### [TASK PROMPT]
Recast the entries below as a Markdown table with the columns Number and Entry line, giving each line its own numbered row and leaving out blank lines. Include only the part that opens with the line containing "of the retaining" and closes with the line containing "x=332 y=249", both of those lines included.

Lines of data
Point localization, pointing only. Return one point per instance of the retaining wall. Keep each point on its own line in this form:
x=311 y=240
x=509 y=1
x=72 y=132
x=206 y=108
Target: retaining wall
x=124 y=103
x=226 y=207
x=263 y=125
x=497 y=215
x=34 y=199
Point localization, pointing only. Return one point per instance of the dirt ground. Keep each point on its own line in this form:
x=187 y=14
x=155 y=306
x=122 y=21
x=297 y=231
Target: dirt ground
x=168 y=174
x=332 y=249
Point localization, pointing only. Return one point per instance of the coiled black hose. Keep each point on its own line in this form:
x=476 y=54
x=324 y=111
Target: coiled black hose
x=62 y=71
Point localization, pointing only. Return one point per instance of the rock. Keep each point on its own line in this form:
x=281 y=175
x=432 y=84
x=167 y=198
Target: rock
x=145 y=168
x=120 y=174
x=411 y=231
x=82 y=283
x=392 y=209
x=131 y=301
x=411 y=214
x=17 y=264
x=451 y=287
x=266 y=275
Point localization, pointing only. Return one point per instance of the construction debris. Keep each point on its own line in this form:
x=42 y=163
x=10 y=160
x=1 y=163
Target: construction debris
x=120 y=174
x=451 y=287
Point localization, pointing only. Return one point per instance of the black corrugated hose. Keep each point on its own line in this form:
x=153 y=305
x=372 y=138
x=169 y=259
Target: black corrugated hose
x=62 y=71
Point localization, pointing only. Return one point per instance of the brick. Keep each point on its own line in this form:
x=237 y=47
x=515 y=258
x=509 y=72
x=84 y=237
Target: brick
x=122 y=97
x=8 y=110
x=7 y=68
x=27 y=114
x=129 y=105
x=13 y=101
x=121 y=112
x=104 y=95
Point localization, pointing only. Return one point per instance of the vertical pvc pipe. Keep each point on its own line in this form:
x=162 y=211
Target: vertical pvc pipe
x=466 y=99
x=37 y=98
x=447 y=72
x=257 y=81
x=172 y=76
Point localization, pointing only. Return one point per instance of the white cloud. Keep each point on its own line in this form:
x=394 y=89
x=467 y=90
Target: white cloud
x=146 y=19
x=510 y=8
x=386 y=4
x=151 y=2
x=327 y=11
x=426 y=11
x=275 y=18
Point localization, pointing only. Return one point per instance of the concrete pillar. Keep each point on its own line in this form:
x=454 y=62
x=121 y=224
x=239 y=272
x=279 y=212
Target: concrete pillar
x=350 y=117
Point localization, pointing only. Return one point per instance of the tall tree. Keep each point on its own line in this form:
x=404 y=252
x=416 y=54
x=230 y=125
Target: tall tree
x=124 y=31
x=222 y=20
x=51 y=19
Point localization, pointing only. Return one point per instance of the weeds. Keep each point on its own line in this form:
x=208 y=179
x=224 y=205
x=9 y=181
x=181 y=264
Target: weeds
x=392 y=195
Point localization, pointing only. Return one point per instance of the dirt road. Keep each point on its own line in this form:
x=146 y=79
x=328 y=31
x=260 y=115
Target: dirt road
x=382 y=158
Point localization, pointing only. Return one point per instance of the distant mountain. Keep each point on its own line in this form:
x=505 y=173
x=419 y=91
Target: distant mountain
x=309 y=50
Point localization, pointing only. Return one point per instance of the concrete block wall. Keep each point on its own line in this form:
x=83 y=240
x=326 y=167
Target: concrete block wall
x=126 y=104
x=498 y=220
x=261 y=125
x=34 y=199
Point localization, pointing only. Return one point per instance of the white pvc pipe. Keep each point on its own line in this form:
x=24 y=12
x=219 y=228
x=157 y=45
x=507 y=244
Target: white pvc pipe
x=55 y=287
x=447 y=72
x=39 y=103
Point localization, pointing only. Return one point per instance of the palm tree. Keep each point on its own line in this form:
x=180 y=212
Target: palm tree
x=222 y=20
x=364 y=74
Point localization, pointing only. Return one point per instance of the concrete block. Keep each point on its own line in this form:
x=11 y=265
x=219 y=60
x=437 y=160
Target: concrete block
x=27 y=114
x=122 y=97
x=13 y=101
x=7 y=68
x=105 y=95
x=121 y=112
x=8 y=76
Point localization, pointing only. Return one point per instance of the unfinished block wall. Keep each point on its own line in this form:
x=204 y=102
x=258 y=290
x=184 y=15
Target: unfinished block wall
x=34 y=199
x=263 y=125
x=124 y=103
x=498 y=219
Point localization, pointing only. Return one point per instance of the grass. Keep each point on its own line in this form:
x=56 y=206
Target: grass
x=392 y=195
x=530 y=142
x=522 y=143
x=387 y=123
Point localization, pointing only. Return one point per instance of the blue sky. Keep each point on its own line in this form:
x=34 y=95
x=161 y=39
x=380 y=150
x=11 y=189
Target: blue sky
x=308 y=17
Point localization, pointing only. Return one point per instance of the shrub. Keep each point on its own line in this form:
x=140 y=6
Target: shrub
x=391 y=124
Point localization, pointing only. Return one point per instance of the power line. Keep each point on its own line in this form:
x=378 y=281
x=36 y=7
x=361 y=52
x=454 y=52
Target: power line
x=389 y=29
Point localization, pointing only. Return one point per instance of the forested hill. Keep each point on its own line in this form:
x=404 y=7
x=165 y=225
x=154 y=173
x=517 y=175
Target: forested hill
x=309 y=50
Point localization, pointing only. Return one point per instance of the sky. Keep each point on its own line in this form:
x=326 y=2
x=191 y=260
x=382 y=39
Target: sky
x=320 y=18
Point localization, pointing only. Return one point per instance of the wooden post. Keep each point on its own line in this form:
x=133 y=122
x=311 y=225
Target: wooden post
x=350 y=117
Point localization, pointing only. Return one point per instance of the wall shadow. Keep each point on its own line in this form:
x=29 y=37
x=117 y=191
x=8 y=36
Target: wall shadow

==

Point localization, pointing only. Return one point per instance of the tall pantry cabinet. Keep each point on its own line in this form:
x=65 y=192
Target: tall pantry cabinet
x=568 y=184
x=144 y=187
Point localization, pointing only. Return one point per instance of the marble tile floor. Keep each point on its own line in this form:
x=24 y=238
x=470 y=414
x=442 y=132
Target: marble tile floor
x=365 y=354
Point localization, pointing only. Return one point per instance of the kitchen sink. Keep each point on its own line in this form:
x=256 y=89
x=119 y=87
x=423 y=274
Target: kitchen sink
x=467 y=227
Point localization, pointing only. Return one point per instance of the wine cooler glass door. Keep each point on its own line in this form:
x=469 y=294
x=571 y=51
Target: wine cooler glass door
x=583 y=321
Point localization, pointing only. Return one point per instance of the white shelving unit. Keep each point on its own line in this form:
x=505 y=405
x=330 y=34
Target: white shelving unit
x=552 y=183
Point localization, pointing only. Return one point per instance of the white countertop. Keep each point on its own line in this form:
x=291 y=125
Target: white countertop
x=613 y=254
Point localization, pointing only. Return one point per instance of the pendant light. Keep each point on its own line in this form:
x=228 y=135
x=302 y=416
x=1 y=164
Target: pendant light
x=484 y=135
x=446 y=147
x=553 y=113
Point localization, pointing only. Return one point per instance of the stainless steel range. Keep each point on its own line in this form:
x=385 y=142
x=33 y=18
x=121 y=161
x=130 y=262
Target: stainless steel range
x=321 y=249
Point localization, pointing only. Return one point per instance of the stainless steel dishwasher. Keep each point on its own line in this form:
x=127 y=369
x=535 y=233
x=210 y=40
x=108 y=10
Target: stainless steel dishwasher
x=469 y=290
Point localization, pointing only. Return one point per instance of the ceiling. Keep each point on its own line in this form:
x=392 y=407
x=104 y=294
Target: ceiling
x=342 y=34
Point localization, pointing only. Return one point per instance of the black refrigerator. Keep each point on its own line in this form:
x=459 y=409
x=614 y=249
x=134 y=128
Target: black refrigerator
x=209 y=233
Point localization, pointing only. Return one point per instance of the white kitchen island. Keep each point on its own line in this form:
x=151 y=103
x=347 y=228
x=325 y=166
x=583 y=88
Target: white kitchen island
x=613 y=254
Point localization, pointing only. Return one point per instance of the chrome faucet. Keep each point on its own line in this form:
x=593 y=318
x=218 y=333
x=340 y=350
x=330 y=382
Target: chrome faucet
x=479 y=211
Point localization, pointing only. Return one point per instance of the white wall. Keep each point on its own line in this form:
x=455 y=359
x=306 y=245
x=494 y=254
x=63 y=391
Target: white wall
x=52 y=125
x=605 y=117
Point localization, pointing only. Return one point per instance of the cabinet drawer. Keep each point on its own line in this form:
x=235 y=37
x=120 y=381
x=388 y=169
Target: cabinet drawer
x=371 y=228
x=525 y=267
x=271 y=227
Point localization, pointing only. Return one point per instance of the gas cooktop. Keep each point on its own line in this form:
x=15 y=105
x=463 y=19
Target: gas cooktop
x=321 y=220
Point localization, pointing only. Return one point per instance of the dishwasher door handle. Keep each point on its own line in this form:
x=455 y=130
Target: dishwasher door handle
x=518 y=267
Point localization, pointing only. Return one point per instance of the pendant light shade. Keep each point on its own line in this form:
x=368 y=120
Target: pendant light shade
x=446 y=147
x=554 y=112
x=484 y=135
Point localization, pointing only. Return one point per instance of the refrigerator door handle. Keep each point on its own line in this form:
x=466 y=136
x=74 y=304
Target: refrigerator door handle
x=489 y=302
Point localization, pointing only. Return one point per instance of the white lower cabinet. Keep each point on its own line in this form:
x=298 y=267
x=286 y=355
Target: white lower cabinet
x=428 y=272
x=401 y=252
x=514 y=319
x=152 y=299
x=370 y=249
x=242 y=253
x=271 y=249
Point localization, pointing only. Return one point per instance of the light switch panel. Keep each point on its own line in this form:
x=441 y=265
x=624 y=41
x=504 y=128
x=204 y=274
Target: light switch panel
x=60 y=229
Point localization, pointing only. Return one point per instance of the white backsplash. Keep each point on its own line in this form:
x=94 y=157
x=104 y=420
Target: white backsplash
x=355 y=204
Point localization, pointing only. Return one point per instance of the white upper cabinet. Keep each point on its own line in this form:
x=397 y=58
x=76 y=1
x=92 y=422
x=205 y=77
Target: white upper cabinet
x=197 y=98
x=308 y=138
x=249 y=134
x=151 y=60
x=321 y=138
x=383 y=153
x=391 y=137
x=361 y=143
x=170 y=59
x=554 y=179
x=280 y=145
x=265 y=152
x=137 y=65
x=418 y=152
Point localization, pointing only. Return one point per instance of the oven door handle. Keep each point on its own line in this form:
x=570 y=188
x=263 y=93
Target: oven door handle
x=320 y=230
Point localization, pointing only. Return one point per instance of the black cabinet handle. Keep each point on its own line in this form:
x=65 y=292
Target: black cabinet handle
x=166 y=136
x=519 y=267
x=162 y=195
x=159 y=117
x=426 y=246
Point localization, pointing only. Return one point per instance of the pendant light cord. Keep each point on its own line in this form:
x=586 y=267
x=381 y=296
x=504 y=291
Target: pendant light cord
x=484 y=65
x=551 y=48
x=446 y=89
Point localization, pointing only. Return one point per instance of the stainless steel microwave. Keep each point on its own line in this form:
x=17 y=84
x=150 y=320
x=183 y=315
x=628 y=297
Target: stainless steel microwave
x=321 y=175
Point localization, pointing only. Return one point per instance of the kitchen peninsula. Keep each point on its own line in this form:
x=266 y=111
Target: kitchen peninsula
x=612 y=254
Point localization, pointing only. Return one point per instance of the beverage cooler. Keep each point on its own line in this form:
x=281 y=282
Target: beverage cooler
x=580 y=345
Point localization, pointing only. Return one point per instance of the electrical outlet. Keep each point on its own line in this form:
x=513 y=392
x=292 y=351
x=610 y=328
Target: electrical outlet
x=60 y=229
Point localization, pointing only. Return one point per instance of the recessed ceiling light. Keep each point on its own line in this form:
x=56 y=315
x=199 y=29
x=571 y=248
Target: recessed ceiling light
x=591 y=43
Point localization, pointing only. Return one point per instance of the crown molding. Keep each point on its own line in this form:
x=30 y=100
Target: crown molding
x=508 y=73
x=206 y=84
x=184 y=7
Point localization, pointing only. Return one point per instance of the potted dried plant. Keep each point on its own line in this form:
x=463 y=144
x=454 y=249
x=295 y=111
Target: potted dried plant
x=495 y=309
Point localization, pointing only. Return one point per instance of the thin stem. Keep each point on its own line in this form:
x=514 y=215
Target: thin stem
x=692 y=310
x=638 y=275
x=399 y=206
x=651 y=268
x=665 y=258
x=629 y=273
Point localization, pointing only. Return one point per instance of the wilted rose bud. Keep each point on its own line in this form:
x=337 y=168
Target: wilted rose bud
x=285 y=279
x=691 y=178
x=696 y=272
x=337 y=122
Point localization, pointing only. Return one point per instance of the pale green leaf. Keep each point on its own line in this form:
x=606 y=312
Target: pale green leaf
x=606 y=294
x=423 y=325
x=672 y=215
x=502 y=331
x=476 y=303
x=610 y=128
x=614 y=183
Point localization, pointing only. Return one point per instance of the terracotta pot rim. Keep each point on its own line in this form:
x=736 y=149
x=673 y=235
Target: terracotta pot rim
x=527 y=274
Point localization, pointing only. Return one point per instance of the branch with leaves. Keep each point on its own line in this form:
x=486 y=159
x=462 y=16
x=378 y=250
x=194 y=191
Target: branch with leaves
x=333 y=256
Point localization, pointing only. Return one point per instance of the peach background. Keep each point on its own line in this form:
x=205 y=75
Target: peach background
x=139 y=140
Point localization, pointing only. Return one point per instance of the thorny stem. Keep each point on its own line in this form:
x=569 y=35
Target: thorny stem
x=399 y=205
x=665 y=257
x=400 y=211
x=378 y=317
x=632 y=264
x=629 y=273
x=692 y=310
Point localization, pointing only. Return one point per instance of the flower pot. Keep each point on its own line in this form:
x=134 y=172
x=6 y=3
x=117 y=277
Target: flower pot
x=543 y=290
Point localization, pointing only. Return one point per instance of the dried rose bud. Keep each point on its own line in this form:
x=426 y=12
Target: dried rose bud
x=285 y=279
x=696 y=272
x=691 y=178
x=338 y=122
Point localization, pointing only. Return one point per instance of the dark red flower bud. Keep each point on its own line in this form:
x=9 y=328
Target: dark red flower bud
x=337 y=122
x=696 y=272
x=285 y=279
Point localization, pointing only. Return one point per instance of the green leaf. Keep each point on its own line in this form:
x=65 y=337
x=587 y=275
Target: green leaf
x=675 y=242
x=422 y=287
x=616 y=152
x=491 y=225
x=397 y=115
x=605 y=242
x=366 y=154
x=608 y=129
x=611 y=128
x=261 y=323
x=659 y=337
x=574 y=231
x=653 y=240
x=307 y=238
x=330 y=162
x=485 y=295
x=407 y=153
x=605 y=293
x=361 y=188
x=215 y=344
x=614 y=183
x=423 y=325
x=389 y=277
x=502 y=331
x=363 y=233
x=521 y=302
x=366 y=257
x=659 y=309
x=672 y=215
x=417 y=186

### [REPLY]
| Number | Entry line |
|---|---|
| 1 | Point localization, pointing only. Return one point per instance of the retaining wall. Keep each point on its own line in this form: |
| 2 | x=311 y=240 |
| 3 | x=509 y=1 |
| 4 | x=72 y=132 |
| 5 | x=206 y=108 |
| 6 | Target: retaining wall |
| 7 | x=124 y=103 |
| 8 | x=226 y=207 |
| 9 | x=263 y=125 |
| 10 | x=497 y=215 |
| 11 | x=34 y=199 |
| 12 | Point localization, pointing only. Return one point per instance of the dirt ground. Keep each point on its own line in this form: |
| 13 | x=187 y=14 |
| 14 | x=155 y=306 |
| 15 | x=122 y=21 |
| 16 | x=297 y=231 |
| 17 | Target: dirt ground |
| 18 | x=168 y=174 |
| 19 | x=332 y=249 |